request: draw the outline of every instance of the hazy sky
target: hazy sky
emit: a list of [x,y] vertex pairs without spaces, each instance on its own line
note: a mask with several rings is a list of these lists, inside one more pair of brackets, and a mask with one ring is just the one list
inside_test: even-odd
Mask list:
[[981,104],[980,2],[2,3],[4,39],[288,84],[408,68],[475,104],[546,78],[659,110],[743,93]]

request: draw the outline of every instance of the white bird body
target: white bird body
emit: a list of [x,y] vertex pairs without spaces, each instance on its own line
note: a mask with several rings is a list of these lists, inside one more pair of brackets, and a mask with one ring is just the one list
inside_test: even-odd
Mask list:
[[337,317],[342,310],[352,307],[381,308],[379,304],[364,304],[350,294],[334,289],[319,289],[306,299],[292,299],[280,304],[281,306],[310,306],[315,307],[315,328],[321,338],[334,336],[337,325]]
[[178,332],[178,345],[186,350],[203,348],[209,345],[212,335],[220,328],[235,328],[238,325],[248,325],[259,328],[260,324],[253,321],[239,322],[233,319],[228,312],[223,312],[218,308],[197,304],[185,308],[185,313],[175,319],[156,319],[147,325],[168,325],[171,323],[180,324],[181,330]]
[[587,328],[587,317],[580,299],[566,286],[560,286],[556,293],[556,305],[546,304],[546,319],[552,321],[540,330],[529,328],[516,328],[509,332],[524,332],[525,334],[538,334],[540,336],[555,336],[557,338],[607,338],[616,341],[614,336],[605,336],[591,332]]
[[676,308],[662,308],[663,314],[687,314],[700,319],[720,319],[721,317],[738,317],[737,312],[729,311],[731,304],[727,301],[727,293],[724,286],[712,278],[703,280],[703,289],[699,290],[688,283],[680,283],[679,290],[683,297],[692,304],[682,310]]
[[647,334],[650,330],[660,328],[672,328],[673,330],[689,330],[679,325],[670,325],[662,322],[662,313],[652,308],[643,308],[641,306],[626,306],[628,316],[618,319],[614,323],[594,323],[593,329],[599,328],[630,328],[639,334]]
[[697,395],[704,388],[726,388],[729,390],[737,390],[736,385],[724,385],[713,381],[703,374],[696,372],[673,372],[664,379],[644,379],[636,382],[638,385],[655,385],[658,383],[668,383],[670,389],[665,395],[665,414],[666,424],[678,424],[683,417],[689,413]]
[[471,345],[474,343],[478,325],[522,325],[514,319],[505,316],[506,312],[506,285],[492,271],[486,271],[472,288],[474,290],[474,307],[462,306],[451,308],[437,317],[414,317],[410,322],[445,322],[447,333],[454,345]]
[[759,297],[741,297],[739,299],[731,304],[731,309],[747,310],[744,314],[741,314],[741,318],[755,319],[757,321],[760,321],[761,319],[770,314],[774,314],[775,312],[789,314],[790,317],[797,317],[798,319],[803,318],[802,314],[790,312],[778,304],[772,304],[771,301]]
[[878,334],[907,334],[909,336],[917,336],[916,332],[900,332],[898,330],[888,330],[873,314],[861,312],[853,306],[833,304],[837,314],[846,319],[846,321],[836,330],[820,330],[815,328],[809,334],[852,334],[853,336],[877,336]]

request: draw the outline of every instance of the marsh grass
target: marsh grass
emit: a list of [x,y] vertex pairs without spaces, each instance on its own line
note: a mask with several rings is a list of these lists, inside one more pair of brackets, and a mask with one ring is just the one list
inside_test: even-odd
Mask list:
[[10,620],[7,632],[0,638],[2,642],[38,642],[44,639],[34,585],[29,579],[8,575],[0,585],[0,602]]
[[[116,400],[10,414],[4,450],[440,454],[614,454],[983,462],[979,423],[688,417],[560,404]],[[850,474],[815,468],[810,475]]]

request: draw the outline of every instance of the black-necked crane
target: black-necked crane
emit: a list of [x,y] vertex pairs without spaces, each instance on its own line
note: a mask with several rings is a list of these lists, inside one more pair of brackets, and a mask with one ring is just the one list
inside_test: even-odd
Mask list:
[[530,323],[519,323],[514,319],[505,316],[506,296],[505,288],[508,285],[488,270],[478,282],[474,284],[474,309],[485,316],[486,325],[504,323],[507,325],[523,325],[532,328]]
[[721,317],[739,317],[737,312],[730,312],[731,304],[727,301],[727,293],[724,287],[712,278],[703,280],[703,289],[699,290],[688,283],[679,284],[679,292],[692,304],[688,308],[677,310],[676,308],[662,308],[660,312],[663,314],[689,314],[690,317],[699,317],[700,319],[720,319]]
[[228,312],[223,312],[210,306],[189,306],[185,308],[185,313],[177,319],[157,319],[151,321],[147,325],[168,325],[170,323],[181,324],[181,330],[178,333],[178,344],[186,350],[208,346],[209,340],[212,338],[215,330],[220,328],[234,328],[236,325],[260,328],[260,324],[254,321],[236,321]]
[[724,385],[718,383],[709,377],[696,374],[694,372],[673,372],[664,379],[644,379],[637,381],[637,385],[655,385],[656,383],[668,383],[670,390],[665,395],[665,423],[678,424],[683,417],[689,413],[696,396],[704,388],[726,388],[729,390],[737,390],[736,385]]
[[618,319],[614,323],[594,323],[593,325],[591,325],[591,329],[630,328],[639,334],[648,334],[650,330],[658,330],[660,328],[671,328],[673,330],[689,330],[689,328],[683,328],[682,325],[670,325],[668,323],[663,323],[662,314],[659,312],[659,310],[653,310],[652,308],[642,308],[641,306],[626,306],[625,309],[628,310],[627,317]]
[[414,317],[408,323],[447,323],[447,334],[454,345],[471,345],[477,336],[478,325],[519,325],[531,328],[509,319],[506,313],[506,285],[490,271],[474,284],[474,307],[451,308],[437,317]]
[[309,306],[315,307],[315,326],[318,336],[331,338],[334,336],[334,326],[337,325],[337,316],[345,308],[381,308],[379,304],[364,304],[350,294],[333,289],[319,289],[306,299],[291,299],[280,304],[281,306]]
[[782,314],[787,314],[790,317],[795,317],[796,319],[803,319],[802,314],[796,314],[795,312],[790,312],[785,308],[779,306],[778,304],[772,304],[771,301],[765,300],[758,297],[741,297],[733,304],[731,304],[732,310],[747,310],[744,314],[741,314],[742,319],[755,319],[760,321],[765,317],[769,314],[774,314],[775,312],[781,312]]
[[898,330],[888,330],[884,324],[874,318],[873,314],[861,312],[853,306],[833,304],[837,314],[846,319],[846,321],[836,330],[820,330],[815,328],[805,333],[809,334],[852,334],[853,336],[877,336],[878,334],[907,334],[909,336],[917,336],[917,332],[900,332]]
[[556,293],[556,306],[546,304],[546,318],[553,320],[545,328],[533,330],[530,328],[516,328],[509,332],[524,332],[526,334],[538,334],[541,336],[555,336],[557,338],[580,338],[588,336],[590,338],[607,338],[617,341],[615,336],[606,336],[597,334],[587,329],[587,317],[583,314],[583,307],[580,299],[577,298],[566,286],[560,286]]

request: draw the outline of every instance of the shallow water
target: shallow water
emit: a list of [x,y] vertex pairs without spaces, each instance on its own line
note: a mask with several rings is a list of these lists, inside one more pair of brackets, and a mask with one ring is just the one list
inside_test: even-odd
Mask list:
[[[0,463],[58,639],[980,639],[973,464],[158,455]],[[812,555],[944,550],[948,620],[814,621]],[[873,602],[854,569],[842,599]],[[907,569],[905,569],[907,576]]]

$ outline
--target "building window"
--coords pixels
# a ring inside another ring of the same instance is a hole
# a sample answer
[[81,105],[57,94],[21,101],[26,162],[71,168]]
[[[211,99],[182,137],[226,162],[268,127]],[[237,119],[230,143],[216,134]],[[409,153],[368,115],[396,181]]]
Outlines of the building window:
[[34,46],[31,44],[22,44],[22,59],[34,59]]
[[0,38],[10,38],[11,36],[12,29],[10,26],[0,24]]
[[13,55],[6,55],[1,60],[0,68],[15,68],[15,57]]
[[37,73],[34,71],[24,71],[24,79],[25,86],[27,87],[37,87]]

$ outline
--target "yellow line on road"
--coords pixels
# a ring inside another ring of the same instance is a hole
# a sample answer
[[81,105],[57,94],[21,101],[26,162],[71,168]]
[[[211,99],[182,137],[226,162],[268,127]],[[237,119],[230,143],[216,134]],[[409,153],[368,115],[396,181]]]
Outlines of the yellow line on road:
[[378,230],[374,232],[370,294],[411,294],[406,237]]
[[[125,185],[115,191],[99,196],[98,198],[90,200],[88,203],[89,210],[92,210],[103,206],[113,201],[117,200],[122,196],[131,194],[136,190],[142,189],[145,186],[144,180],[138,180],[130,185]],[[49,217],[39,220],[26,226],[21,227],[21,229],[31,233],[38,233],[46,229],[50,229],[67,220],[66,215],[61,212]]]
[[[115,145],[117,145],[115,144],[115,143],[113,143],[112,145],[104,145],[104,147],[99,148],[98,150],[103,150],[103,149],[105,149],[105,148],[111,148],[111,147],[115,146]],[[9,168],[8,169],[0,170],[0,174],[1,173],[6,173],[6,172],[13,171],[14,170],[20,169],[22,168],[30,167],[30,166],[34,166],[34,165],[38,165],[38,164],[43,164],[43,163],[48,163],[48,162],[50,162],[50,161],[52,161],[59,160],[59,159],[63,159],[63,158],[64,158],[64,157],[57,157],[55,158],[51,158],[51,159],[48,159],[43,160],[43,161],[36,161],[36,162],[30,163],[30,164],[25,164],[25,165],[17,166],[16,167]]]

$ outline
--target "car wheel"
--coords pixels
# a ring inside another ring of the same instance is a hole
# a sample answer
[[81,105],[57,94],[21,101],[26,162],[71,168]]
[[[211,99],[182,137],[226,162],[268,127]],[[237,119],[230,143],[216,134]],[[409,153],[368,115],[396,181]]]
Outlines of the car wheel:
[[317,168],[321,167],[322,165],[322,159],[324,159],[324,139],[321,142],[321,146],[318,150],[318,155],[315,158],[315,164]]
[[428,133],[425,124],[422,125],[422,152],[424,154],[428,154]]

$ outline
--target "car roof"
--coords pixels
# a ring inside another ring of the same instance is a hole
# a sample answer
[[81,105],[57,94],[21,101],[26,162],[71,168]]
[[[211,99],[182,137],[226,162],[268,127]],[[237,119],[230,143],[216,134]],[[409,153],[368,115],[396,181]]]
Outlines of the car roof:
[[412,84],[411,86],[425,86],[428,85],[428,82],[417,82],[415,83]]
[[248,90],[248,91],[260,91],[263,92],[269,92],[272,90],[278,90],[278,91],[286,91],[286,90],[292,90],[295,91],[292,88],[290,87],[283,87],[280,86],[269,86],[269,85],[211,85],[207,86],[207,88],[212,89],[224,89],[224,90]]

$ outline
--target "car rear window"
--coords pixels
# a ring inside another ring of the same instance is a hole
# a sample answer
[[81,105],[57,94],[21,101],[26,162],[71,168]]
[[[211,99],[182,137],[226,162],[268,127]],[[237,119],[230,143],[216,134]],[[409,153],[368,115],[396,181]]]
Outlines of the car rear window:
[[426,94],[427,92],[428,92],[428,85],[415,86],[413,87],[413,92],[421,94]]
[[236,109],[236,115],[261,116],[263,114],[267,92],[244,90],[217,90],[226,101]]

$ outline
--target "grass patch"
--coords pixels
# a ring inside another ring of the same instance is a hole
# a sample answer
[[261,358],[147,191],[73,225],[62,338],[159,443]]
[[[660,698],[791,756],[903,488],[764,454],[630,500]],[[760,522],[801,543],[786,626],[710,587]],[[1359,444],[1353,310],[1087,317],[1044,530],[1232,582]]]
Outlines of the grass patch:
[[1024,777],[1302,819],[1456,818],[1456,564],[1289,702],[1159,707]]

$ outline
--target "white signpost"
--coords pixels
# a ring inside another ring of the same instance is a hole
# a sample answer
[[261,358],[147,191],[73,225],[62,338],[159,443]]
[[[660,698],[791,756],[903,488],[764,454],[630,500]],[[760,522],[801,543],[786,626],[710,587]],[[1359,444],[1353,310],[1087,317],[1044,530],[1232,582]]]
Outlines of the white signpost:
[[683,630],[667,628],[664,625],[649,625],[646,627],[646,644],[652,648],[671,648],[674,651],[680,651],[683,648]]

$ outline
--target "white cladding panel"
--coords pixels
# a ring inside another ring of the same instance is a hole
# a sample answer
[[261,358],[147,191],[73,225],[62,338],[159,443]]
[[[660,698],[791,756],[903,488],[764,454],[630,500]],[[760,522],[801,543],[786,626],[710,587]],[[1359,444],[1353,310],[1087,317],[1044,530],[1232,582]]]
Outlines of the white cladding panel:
# # # # #
* Directive *
Please report every line of the items above that holds the word "grass", copying each such line in full.

* Reply *
request: draw the outline of every instance of the marsh grass
target: marsh grass
--target "grass patch"
Outlines of the grass patch:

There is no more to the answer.